- **WHAT YOU WILL DO**
Emit only the lines from the line containing "Point out the yellow" through the last line of the entries, unchanged.

- **SUPPLIED DATA**

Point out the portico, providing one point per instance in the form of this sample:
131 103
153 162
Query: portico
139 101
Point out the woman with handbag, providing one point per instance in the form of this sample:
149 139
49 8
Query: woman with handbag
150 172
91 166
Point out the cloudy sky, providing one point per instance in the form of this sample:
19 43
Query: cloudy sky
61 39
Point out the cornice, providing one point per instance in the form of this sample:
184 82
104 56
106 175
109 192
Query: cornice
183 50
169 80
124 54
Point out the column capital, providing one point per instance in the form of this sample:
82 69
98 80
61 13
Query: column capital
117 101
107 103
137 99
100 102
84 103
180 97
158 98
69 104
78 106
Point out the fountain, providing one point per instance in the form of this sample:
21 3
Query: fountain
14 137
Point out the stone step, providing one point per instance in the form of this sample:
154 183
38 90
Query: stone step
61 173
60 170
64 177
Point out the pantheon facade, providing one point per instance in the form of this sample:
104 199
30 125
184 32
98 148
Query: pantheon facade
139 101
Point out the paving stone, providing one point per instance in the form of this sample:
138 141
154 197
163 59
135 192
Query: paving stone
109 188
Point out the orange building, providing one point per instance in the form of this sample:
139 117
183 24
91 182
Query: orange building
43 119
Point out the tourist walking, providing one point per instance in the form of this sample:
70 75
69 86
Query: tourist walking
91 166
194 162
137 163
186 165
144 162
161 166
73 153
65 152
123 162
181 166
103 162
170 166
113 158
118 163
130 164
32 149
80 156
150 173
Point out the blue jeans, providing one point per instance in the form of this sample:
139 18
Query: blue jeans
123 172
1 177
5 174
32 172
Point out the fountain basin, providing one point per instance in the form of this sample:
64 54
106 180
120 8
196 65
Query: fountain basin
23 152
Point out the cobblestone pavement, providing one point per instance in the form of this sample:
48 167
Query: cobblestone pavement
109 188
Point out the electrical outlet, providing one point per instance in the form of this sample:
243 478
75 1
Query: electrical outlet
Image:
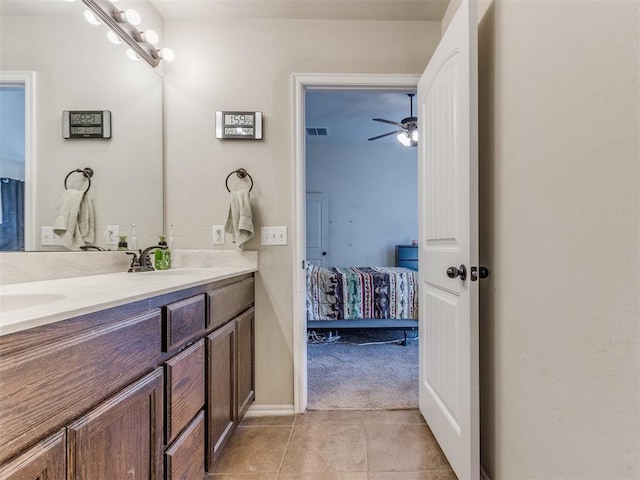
111 234
217 235
48 237
273 235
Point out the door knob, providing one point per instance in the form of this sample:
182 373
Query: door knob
461 272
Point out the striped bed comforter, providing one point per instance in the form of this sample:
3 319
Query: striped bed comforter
343 293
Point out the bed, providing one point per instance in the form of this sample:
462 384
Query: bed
362 298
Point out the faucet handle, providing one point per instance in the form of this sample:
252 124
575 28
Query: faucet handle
135 262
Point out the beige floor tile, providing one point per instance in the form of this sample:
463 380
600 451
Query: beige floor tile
275 420
386 417
254 450
426 475
324 476
325 448
330 417
240 476
403 448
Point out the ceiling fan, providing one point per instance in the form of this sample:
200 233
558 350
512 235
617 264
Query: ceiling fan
408 135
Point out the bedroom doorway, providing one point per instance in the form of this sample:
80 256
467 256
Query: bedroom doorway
394 85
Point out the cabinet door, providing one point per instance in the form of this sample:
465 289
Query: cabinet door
184 459
122 437
221 392
44 461
246 361
185 391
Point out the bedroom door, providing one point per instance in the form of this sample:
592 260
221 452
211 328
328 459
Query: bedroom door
448 217
317 228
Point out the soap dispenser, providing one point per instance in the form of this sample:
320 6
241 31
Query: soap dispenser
162 258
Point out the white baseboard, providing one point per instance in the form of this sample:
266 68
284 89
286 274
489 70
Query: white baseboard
270 410
483 474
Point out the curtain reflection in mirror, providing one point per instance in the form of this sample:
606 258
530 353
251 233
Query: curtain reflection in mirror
12 218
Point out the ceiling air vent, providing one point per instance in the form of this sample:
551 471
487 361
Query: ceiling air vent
317 131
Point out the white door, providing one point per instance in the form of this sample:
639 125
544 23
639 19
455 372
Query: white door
317 228
448 158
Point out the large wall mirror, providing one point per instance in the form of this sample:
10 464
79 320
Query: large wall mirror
70 65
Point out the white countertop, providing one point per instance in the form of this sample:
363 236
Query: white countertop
31 304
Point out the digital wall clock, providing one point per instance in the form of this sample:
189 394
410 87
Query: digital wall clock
239 125
86 124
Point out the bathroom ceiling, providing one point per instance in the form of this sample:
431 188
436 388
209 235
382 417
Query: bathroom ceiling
417 10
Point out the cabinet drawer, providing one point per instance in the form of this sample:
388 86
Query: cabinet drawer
184 459
183 321
227 302
185 390
45 460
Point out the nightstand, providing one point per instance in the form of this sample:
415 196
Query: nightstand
407 256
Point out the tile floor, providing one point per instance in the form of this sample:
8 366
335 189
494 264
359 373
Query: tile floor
334 445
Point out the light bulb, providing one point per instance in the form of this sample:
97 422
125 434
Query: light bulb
113 38
91 18
167 54
404 139
132 55
151 36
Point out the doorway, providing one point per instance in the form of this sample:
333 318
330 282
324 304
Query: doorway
302 83
358 171
17 185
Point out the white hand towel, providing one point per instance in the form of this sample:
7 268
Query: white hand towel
75 219
240 220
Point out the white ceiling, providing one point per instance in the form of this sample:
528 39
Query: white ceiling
417 10
348 114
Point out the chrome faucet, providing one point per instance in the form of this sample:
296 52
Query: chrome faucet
143 263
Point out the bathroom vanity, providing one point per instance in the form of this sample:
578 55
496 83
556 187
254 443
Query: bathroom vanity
148 385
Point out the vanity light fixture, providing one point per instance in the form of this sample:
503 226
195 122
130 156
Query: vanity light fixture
123 24
113 38
128 16
147 36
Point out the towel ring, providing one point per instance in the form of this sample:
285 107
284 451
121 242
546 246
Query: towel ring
241 173
86 172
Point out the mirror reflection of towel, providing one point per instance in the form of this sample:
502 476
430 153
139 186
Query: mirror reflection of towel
240 220
75 219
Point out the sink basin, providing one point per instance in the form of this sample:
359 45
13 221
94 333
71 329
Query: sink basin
172 272
14 301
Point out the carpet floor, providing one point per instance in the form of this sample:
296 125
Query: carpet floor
348 375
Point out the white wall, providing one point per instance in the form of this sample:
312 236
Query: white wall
373 199
236 65
560 229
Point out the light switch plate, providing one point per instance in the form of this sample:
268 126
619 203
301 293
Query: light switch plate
273 236
47 237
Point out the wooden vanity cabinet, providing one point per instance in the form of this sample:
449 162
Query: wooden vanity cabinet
245 334
47 460
120 438
230 363
151 389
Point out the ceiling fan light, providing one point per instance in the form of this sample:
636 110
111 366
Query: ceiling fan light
404 139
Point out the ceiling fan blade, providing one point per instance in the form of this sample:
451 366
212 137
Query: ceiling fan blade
389 122
385 135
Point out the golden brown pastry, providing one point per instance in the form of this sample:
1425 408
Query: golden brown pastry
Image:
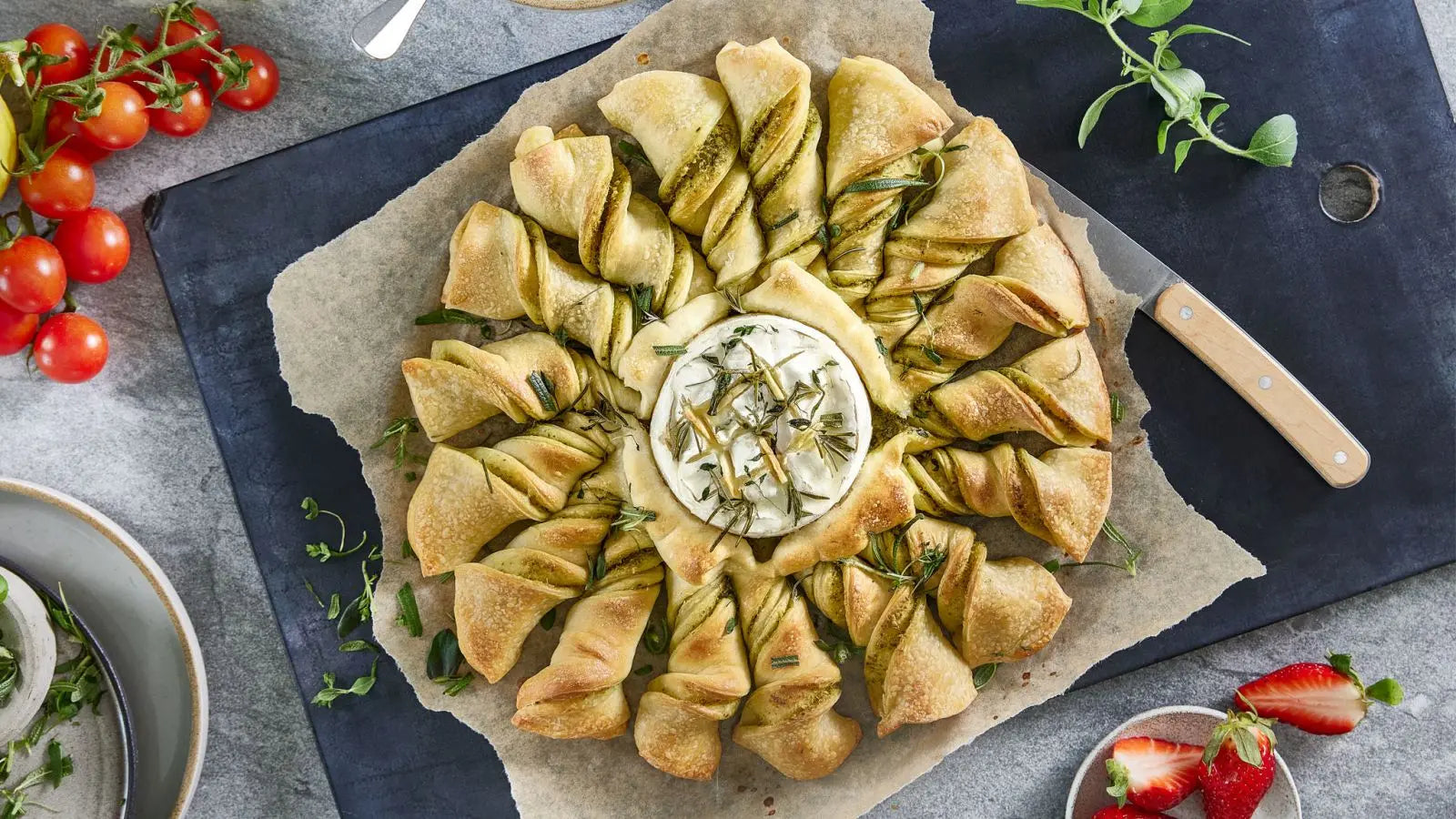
501 268
790 717
788 290
982 198
880 499
577 188
579 695
688 133
1060 497
500 599
688 545
779 130
1034 283
877 120
460 385
912 671
677 719
997 611
470 496
1056 390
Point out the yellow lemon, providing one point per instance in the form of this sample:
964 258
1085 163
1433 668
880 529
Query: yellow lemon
6 146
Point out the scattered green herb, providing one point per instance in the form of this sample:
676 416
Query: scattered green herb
410 611
633 152
655 637
1183 91
982 675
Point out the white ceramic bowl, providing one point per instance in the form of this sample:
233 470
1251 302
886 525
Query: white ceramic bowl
1174 723
137 620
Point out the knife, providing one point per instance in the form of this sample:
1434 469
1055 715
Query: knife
1223 346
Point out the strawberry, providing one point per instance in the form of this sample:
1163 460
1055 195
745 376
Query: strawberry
1317 697
1152 773
1127 812
1238 767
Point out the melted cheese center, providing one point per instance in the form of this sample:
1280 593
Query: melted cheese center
762 424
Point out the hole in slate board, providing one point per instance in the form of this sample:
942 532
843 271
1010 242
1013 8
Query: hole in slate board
1349 193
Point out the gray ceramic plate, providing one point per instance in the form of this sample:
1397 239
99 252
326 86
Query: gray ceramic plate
136 614
99 745
1176 723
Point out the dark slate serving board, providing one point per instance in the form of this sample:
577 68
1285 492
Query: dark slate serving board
1363 314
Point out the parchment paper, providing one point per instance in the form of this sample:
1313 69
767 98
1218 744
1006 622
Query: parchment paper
344 318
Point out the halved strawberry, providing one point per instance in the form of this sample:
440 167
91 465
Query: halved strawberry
1238 767
1317 697
1152 773
1127 812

- **SOLUTION**
Point out the yellow lemon, providing one point per instance in the form of this sample:
964 258
1085 163
1433 668
880 529
Query: yellow lemon
6 146
Point out the scattered green herb, providing one point per instance in the form of this sample:
676 416
Query: scattered green herb
410 611
633 152
655 637
1183 91
982 675
Point out the white ceramic bowl, providing one point per instance in the form of this sample:
233 470
1251 302
886 525
Query: white ceramic bowl
1174 723
137 620
Point out the knife, providing one point per instance in the form of this sample:
1434 469
1055 715
Query: knife
1223 346
Point out the strawberry, providing one point per instance in the form of this sample:
1163 460
1055 195
745 376
Query: strawberry
1317 697
1152 773
1127 812
1238 767
Point out the melted cheese center, providing one point per instance in the form of this sample:
1280 593
Query: melted cheese center
762 424
Point out the hole in slate board, providing one point per instance in the form of this sample:
942 532
843 271
1010 242
1013 8
Query: hole in slate board
1349 193
Point out the gray ceramic plate, providing one point per instance in the form of this sample:
1397 239
99 252
326 86
Query: gray ceramic plate
136 614
99 745
1176 723
Point out the dark slate serving board, providing one point per instance in the form of this sample:
577 68
1285 492
Query: dark slate serving board
1363 314
Point out the parchment paper, providing one point per instance in the form of this sample:
1313 69
767 98
1218 744
1006 622
Query: parchment paper
344 318
Point out the halved strawberry, providing one point per instance in the form of this sample:
440 167
91 465
Query: halved strawberry
1238 767
1317 697
1152 773
1127 812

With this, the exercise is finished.